Sometimes, expectations don't match reality. A programmer is very likely to say something about division by zero, but there are few such errors in reality. At least if we compare it to many other bugs.

Of course, I couldn't help but look at assignment errors in conditions. It seems like there should be a mountain of them.

But, surprise, surprise, that such errors are quite rare in open-source projects! We only found 14 cases. Fun fact, but the last error we wrote out was in 2016!

It's amazing how high expectations are, and there are no errors!

Let's dig deeper into the statistics again. With the V559 diagnostic rule, the PVS-Studio analyzer detects errors related to an assignment in a condition. The rule was introduced in PVS-Studio 4.12 on February 7, 2011.

For some time, the analyzer found these errors, but gradually they became fewer and fewer. The last one we found was in 2016. Although we still write many articles about checking open-source projects, it has been eight years since we last saw errors like that.

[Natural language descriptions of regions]

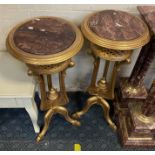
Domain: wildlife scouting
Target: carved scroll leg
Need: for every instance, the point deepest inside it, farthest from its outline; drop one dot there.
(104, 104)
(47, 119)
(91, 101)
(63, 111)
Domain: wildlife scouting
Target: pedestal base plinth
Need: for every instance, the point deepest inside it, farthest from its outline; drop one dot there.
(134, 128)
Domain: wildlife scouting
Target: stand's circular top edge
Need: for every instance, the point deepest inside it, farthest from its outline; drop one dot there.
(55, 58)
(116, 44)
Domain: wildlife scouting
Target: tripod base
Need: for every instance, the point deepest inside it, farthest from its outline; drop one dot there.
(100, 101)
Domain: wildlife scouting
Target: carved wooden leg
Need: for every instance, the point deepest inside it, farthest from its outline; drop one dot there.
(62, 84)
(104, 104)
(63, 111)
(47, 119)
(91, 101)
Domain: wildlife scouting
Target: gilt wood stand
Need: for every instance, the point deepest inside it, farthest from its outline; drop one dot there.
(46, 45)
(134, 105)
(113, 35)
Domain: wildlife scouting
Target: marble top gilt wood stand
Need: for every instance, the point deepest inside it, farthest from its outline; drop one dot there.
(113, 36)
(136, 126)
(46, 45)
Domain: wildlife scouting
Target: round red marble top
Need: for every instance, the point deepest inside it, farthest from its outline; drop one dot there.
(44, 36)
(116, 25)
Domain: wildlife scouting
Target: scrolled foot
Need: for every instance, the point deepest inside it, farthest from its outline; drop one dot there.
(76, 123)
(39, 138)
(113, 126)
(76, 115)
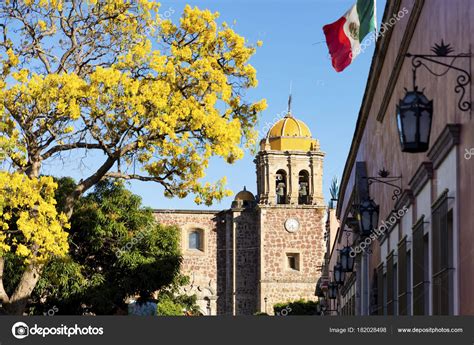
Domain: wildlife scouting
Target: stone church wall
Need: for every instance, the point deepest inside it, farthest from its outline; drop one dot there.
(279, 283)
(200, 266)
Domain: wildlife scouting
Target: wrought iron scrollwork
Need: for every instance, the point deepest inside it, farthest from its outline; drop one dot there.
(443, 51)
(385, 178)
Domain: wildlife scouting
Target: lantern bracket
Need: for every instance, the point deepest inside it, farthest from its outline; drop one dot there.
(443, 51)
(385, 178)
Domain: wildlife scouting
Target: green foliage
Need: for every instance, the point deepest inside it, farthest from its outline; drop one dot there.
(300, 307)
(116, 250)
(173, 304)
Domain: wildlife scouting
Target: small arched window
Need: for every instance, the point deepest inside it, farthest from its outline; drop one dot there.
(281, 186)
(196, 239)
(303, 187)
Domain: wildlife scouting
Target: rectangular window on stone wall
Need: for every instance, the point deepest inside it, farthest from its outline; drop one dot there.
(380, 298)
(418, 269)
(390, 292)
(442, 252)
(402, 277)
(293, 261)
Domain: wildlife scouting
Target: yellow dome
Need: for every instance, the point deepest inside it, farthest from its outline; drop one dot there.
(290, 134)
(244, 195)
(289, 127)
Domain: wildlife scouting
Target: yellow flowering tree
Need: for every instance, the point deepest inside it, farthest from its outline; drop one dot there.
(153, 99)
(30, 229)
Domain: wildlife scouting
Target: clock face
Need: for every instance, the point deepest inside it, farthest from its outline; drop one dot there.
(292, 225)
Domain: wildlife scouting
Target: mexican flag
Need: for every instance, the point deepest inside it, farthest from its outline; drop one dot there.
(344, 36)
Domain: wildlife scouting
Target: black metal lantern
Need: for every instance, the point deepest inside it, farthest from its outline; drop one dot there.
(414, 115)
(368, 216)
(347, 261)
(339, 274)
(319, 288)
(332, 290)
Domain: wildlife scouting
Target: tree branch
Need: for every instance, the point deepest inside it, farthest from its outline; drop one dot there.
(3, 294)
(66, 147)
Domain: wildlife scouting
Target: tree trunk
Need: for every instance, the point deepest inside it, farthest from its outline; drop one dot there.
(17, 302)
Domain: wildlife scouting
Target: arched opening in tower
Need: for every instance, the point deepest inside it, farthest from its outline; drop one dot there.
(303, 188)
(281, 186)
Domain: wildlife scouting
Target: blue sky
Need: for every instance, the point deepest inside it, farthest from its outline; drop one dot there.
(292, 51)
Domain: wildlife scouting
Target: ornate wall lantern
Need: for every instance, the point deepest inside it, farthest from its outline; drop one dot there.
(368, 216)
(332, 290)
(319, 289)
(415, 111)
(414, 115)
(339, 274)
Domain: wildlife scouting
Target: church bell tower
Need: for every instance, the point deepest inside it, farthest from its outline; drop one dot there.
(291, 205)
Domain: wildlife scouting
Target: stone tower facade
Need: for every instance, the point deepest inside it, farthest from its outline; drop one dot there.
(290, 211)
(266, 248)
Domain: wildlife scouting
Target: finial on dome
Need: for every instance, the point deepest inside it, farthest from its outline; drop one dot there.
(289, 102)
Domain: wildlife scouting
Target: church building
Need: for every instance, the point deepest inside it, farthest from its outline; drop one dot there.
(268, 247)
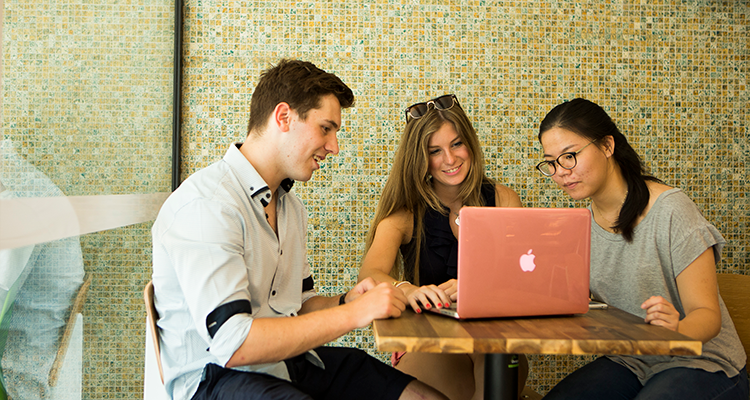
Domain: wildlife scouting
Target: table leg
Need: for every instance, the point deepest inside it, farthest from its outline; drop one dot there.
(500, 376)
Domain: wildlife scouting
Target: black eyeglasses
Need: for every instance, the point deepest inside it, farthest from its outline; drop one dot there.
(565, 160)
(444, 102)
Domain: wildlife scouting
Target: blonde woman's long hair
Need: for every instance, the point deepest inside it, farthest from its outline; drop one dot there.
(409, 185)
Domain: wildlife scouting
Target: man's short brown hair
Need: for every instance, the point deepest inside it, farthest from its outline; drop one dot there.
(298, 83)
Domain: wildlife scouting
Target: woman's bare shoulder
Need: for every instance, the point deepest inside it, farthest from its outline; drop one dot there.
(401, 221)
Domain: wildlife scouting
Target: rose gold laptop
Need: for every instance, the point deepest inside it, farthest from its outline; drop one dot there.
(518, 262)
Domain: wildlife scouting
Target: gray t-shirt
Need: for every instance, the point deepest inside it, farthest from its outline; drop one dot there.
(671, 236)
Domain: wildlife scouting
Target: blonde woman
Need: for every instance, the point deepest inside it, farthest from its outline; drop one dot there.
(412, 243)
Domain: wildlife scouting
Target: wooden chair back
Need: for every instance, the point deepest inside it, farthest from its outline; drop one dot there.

→ **What is being asked**
Answer these questions from the text on assignment errors in conditions:
1. How many cases of such errors were found in open-source projects?
2. Which PVS-Studio diagnostic rule detects errors related to an assignment in a condition?
3. In which version of PVS-Studio, and on what date, was that rule introduced?

→ **Output below**
1. 14 cases.
2. The V559 diagnostic rule.
3. PVS-Studio 4.12, on February 7, 2011.